** Problem to solve **
Report back the lines in this listing that carry the string "instance".

───

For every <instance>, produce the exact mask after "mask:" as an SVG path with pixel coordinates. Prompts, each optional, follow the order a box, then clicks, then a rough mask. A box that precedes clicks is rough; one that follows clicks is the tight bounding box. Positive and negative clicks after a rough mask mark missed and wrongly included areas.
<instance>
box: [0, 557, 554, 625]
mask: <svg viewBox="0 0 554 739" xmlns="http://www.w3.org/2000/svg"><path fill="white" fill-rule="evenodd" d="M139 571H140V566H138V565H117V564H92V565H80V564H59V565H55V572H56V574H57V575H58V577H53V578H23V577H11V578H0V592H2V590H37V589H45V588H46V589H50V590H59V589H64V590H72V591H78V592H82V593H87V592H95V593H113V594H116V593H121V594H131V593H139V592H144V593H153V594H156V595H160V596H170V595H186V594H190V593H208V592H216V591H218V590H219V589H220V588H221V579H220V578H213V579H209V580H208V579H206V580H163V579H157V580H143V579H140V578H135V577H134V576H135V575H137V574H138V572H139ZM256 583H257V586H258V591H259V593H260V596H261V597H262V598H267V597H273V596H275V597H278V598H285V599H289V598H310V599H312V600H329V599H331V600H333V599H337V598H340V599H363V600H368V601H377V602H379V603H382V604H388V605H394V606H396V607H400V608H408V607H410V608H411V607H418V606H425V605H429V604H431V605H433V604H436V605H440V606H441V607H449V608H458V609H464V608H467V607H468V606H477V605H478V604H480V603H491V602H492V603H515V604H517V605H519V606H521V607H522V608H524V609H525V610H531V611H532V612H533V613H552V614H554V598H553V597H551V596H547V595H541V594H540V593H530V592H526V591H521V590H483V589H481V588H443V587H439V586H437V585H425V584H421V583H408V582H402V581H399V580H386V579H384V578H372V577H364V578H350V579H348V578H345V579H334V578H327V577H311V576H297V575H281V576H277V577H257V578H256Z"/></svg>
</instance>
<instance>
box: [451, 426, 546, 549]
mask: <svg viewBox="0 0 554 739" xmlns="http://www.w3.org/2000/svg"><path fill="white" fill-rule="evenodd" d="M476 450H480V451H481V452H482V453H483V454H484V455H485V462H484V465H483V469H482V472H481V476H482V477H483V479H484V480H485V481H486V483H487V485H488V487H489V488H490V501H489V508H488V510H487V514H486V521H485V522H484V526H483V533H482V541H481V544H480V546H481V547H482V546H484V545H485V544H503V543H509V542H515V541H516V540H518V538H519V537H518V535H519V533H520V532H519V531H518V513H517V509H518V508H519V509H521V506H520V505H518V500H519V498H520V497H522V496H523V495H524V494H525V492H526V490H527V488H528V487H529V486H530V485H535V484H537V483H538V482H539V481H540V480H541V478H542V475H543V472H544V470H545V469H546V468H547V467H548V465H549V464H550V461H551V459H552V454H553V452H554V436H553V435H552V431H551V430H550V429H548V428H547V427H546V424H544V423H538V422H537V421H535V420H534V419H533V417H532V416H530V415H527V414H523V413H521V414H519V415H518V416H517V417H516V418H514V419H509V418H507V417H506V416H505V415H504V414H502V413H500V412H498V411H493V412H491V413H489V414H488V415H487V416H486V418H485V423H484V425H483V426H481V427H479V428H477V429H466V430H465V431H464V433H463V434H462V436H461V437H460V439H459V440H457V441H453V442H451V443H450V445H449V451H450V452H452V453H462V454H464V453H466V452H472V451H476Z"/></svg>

───

** Output of the exercise **
For every <instance>, produce the exact mask after "mask:" as an SVG path with pixel coordinates. Prompts, each optional, follow the order a box, then clicks, then a rough mask. A box that precedes clicks is rough; one that follows clicks is the tight bounding box. Positive and negative clicks after a rough mask mark missed and wrongly included areas.
<instance>
</instance>
<instance>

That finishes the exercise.